● Task description
Would you set down all of the entries below exactly as they stand?

● Data shown

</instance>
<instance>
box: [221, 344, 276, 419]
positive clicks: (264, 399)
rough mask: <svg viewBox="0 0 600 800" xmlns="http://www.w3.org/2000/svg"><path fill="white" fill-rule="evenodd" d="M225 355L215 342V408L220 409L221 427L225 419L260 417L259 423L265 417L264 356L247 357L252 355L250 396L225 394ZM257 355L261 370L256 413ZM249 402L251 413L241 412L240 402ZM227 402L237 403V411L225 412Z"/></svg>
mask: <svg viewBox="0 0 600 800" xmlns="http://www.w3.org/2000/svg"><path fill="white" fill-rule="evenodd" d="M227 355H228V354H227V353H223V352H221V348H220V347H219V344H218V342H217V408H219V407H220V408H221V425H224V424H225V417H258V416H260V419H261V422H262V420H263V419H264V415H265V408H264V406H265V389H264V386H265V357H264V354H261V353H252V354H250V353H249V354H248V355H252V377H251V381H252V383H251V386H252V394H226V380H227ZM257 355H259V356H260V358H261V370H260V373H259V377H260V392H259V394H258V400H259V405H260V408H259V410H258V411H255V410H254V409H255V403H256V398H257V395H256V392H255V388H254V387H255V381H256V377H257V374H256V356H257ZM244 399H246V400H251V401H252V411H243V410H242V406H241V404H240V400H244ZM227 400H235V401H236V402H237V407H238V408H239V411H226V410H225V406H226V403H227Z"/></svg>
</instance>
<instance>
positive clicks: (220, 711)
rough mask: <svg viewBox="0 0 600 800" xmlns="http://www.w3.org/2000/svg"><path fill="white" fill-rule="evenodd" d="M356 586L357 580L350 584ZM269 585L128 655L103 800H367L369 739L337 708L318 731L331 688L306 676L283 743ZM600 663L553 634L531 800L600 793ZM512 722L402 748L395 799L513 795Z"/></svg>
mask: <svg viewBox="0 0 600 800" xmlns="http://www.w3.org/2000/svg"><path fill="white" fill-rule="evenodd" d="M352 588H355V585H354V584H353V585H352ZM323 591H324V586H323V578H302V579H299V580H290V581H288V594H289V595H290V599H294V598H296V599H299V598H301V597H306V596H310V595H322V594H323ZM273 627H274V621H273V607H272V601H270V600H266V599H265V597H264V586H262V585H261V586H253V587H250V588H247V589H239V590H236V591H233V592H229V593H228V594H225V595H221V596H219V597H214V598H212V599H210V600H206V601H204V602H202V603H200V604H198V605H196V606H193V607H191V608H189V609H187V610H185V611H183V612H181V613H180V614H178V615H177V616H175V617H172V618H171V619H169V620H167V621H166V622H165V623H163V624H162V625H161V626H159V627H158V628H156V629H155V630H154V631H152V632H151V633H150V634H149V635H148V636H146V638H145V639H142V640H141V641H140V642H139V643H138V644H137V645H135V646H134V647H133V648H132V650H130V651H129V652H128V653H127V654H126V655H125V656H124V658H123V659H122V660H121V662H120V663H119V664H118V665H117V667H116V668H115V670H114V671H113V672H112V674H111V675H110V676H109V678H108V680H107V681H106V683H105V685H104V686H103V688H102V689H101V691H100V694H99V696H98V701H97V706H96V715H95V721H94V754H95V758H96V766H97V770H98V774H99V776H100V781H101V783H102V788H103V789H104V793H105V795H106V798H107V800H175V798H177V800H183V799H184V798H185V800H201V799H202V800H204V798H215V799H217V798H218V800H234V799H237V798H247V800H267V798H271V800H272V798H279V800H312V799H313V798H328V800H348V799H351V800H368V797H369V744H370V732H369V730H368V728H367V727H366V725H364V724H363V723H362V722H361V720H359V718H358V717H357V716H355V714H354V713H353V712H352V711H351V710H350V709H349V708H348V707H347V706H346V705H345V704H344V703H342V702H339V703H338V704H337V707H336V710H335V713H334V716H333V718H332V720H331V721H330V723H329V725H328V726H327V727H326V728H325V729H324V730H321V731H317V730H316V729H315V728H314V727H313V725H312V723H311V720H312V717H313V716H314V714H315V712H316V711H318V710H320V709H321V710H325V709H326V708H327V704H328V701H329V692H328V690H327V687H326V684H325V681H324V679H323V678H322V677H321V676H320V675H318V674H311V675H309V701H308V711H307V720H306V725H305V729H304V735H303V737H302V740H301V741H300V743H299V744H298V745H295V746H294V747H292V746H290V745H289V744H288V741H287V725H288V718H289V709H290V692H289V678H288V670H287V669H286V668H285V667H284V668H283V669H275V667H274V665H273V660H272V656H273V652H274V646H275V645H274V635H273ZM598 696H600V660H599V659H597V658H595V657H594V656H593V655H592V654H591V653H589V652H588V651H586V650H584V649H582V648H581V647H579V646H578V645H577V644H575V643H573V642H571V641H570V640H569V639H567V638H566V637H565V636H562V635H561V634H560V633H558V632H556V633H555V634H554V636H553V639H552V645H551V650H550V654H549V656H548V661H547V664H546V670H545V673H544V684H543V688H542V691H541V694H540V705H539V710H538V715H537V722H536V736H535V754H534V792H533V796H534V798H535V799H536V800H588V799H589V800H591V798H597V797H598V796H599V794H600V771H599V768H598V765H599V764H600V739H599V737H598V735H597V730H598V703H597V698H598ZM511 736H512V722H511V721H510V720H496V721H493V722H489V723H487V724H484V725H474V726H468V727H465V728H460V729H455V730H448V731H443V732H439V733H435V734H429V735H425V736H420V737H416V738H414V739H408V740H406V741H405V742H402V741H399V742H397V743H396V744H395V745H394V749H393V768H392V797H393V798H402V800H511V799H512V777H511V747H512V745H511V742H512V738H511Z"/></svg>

● Worked solution
</instance>
<instance>
box: [221, 344, 276, 419]
positive clicks: (264, 399)
rough mask: <svg viewBox="0 0 600 800" xmlns="http://www.w3.org/2000/svg"><path fill="white" fill-rule="evenodd" d="M225 355L215 342V408L220 409L221 427L225 419L260 417L259 423L265 417L264 356L247 357L252 355L250 396L225 394ZM257 355L261 370L256 413ZM249 402L251 413L241 412L240 402ZM227 402L237 403V411L225 412Z"/></svg>
mask: <svg viewBox="0 0 600 800" xmlns="http://www.w3.org/2000/svg"><path fill="white" fill-rule="evenodd" d="M227 355H228V354H227V353H223V352H221V348H220V347H219V344H218V342H217V408H219V407H220V408H221V425H224V424H225V417H258V416H260V419H261V422H262V420H263V419H264V415H265V408H264V406H265V389H264V386H265V357H264V354H261V353H252V354H250V353H249V354H248V355H252V377H251V381H252V383H251V386H252V394H226V380H227ZM257 355H259V356H260V358H261V370H260V373H259V377H260V392H259V394H258V400H259V405H260V408H259V410H258V411H255V410H254V409H255V403H256V398H257V395H256V392H255V388H254V387H255V381H256V377H257V374H256V356H257ZM244 399H246V400H251V401H252V411H243V410H242V406H241V404H240V400H244ZM227 400H235V401H236V402H237V407H238V408H239V411H226V410H225V406H226V403H227Z"/></svg>
</instance>
<instance>
positive clicks: (220, 711)
rough mask: <svg viewBox="0 0 600 800" xmlns="http://www.w3.org/2000/svg"><path fill="white" fill-rule="evenodd" d="M356 586L357 580L350 584ZM269 585L128 655L103 800H367L369 739L337 708L318 731L331 688L306 676L283 743ZM600 663L553 634L531 800L600 793ZM512 722L402 748L395 799L513 795Z"/></svg>
mask: <svg viewBox="0 0 600 800" xmlns="http://www.w3.org/2000/svg"><path fill="white" fill-rule="evenodd" d="M352 588H355V585H354V584H353V585H352ZM323 591H324V586H323V578H302V579H299V580H290V581H288V594H289V595H290V599H294V598H296V599H299V598H301V597H306V596H310V595H322V594H323ZM273 627H274V621H273V607H272V601H270V600H266V599H265V597H264V586H262V585H261V586H253V587H250V588H247V589H239V590H236V591H233V592H229V593H228V594H225V595H221V596H219V597H214V598H212V599H210V600H206V601H204V602H202V603H200V604H198V605H196V606H193V607H191V608H189V609H187V610H185V611H183V612H181V613H180V614H178V615H177V616H175V617H172V618H171V619H169V620H167V621H166V622H165V623H163V624H162V625H161V626H159V627H158V628H156V629H155V630H154V631H152V632H151V633H150V634H149V635H148V636H146V638H145V639H142V640H141V641H140V642H139V643H138V644H137V645H135V646H134V647H133V648H132V650H130V651H129V652H128V653H127V654H126V655H125V656H124V658H123V659H122V660H121V662H120V663H119V664H118V665H117V667H116V668H115V670H114V671H113V672H112V674H111V675H110V676H109V678H108V680H107V681H106V683H105V685H104V686H103V688H102V689H101V691H100V694H99V696H98V701H97V706H96V715H95V721H94V754H95V758H96V766H97V770H98V774H99V776H100V781H101V783H102V788H103V789H104V793H105V795H106V798H107V800H175V798H177V800H183V799H184V798H185V800H201V799H202V800H204V798H215V799H217V798H218V800H234V799H237V798H247V800H267V798H271V800H272V798H279V800H312V799H313V798H328V800H348V799H351V800H368V797H369V744H370V732H369V730H368V728H367V727H366V725H364V724H363V723H362V722H361V720H359V718H358V717H357V716H355V714H354V713H353V712H352V711H351V710H350V709H349V708H348V707H347V706H346V705H345V704H344V703H342V702H339V703H338V704H337V707H336V710H335V713H334V716H333V718H332V720H331V721H330V723H329V725H328V726H327V727H326V728H325V729H324V730H321V731H317V730H316V729H315V728H314V727H313V725H312V723H311V720H312V717H313V716H314V714H315V712H316V711H318V710H320V709H321V710H325V709H326V708H327V704H328V701H329V692H328V690H327V687H326V684H325V681H324V679H323V678H322V677H321V676H320V675H318V674H311V675H309V701H308V711H307V720H306V725H305V729H304V735H303V737H302V740H301V741H300V743H299V744H298V745H295V746H294V747H292V746H290V745H289V744H288V741H287V725H288V718H289V709H290V692H289V678H288V670H287V669H286V668H285V667H284V668H283V669H275V667H274V665H273V660H272V656H273V652H274V646H275V645H274V635H273ZM598 696H600V660H599V659H597V658H595V657H594V656H593V655H592V654H591V653H589V652H588V651H586V650H584V649H582V648H581V647H579V646H578V645H577V644H575V643H573V642H571V641H570V640H569V639H567V638H566V637H565V636H562V635H561V634H560V633H558V632H556V633H555V634H554V636H553V639H552V645H551V650H550V654H549V656H548V661H547V664H546V670H545V673H544V684H543V688H542V691H541V694H540V705H539V710H538V715H537V722H536V736H535V754H534V792H533V796H534V798H535V799H536V800H588V799H589V800H591V798H597V797H598V796H599V794H600V771H599V768H598V765H599V764H600V739H599V737H598V735H597V730H598V703H597V698H598ZM511 736H512V722H511V721H510V720H496V721H493V722H489V723H487V724H484V725H474V726H468V727H465V728H460V729H455V730H448V731H443V732H439V733H435V734H429V735H425V736H420V737H416V738H414V739H408V740H406V741H405V742H402V741H399V742H397V743H396V744H395V745H394V749H393V768H392V797H393V798H402V800H511V799H512V777H511V747H512V745H511V742H512V738H511Z"/></svg>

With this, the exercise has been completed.